-- START Record excerpts --
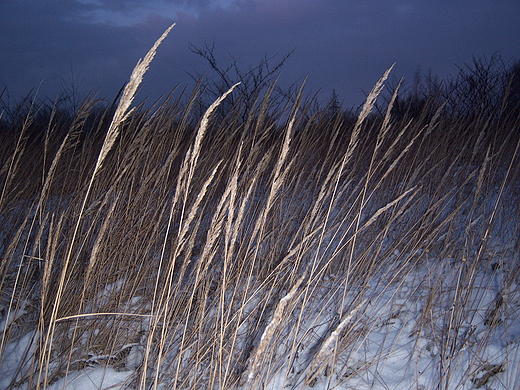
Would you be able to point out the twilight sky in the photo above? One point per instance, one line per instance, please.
(340, 44)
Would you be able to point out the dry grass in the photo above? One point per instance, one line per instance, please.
(219, 255)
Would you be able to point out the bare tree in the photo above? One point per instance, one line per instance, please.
(254, 81)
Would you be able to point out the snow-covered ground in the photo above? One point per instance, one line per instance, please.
(422, 322)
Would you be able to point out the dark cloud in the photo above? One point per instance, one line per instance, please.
(339, 44)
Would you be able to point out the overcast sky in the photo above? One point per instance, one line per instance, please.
(339, 44)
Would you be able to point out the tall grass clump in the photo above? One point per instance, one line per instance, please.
(188, 252)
-- END Record excerpts --
▶ **Task description**
Begin at the line that contains "Would you be able to point out the overcast" and continue through the last line above. Repeat those lines, requests included, shifting every coordinate in the answers by -32.

▶ **Correct response**
Would you be able to point out the overcast sky in the photo above? One point per instance, one line per instance, please.
(307, 12)
Would you be able to point out the tall grass clump in the photo above? One point per instance, one line per instance, please.
(156, 220)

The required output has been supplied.